MATERIAL FOR THIS TASK
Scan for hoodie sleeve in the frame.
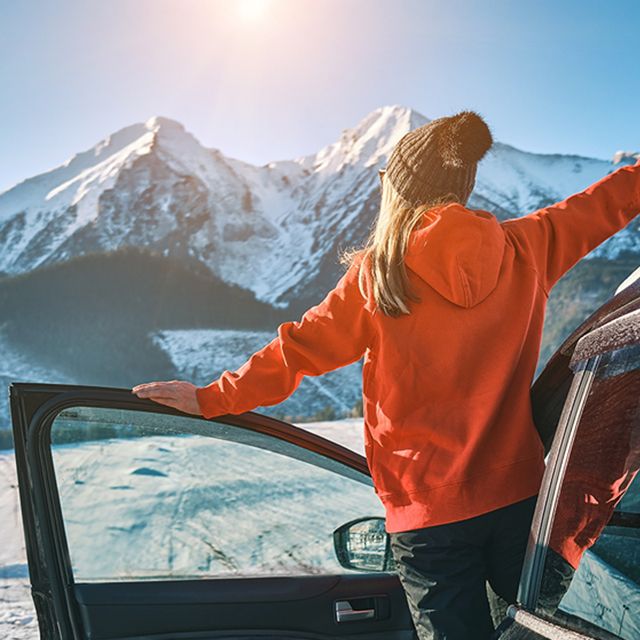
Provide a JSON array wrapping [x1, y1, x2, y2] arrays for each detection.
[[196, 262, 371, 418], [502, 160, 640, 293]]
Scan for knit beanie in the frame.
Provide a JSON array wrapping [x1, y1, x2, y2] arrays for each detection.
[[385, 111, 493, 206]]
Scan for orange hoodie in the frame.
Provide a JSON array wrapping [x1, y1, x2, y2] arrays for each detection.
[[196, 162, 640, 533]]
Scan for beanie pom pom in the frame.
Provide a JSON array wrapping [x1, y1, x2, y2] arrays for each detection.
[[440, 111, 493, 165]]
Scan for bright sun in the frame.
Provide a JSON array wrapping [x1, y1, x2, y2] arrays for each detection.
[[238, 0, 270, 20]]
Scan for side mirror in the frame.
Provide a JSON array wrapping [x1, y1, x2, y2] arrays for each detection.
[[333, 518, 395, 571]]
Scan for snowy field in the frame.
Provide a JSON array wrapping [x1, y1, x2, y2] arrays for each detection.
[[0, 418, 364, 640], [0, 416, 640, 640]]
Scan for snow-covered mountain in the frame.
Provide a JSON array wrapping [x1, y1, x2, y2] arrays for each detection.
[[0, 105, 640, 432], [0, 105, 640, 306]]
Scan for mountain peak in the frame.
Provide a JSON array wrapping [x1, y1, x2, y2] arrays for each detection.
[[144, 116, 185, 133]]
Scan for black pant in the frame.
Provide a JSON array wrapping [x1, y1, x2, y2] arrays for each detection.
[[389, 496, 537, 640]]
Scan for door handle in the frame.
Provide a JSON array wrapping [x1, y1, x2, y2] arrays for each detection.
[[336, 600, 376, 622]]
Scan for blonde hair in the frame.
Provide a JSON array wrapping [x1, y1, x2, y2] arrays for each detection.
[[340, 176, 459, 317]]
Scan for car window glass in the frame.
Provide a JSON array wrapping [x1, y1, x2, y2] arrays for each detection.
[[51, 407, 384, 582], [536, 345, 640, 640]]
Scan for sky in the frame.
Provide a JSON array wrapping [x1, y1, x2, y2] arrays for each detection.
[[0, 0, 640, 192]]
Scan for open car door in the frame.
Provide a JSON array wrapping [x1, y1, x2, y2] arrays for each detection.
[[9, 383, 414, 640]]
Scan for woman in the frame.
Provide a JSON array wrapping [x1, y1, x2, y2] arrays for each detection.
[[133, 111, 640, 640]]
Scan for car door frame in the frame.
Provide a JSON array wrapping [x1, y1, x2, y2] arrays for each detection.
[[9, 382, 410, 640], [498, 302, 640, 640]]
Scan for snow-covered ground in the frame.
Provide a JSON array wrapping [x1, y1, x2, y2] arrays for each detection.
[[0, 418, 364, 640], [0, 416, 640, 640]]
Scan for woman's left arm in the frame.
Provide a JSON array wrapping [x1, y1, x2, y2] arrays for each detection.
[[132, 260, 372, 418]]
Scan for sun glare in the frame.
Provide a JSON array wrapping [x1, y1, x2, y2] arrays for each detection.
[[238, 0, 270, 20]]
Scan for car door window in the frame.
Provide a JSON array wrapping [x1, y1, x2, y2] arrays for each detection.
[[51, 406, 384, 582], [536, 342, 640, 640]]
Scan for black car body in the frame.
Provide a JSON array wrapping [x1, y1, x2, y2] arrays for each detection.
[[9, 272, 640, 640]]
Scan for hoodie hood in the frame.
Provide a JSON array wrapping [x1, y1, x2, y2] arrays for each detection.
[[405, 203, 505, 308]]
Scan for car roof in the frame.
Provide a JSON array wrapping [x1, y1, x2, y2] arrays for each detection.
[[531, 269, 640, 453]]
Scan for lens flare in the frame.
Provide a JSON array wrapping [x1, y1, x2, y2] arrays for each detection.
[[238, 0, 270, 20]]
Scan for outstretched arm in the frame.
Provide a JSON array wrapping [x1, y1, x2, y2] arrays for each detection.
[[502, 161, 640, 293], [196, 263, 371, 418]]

PROBLEM TO WORK ON
Return the listing above line for line, with no changes, and omit the picture.

RESULT BELOW
Scan for hoodie sleeve in the frame.
Provide a JSON array wrapping [x1, y1, x2, y2] arrays for each detection.
[[196, 262, 371, 418], [502, 160, 640, 293]]
Scan for knit beanie in the frame.
Provide a JSON array wrapping [x1, y1, x2, y2] arrays for each detection.
[[385, 111, 493, 206]]
Scan for orange hoodie in the frame.
Provide a JSON array wrapping [x1, y1, x2, y2] arrays for each detection.
[[196, 162, 640, 533]]
Scan for beanie pom pom in the frame.
Provide a JSON array wrapping [x1, y1, x2, y2] arrays for each detection.
[[440, 111, 493, 165]]
Scan for bright sun in the frame.
Provide a JSON array wrapping [x1, y1, x2, y2] arrays for each detection.
[[238, 0, 270, 20]]
Scan for side mirror in the frame.
Provide a JSON array wrapping [x1, y1, x2, y2] arrays for each detection.
[[333, 518, 395, 571]]
Scan for snowy field in the frame.
Provide a JSON array wrapping [x1, y1, x2, y2] arrays for each detection.
[[0, 418, 364, 640], [0, 416, 640, 640]]
Scan for snow-covered mountain in the frame.
Provide a JSON array wrapping [x1, y1, x2, y2] arrays for each detection.
[[0, 105, 640, 432], [0, 105, 640, 306]]
Scan for mountain peak in the frame.
Provide a JSON array wrapping [x1, y1, x2, y2] arrays for each detection.
[[144, 116, 185, 133]]
Scan for black pant in the frame.
Provide a JSON array wrapping [x1, y1, x2, y2] arrays for each detection.
[[389, 496, 537, 640]]
Scan for door handle in the frame.
Provide a JSON array wrapping [x1, y1, x2, y2] arrays for each detection.
[[336, 600, 376, 622]]
Scan for blonde hair in the frame.
Provide a JSON array wrapping [x1, y1, x2, y2] arrays for each detection.
[[340, 176, 459, 317]]
Scan for car window glass in the frame.
Provide a JSON array wrapping [x1, y1, x2, y2] arrays for each detection.
[[51, 407, 384, 582], [536, 345, 640, 640]]
Scan for sky in the frame.
Provide a JSON array wrapping [x1, y1, x2, y2] arrays for each detection.
[[0, 0, 640, 192]]
Scan for open car door in the frame.
Provide a JSON array wrapping [x1, y1, x2, y2] arrays for each detection.
[[9, 383, 414, 640]]
Scan for woman in the frame.
Provide a JSON array wrapping [x1, y1, x2, y2] arrays for each detection.
[[133, 111, 640, 640]]
Scan for car door frame in the frame.
Provide a JSON array wrapping [x1, y1, x2, y2] arrays for each detection.
[[9, 382, 410, 640], [498, 302, 640, 640]]
Scan for snow-covered ground in the frame.
Provide a JSON array wrapping [x1, y1, x2, y2] arrays for each detection.
[[0, 418, 364, 640], [0, 416, 640, 640]]
Scan for woman's left arm in the frame.
Provide a JSON array wrapping [x1, y1, x2, y2] arrays for each detection.
[[132, 260, 372, 418]]
Scan for sun glare in the frame.
Provide a JSON array wrapping [x1, y1, x2, y2] arrays for each detection.
[[238, 0, 270, 20]]
Scan for car door window in the frame.
Provide a JSON array wrapping [x1, y1, x2, y2] arrays for each detection.
[[51, 406, 384, 582], [536, 342, 640, 640]]
Scan for black car body in the frame.
Provide a JSON array wrapping [x1, y1, x2, y2] arrays for each detection.
[[9, 272, 640, 640]]
Scan for hoodie hood in the frame.
Provide a JSON array wrapping [x1, y1, x2, y2] arrays for each detection.
[[405, 203, 505, 308]]
Scan for car roof in the frame.
Provide a JSON array wrapping [x1, y1, x2, y2] arrays for each detection.
[[531, 269, 640, 453]]
Scan for lens flare in the frame.
Provide a JSON array wrapping [x1, y1, x2, y2] arrays for each detection.
[[238, 0, 270, 20]]
Scan for outstretched arm in the frame.
Provide a JSON array wrapping [x1, y1, x2, y2] arrays for each detection.
[[502, 161, 640, 293], [196, 263, 371, 418]]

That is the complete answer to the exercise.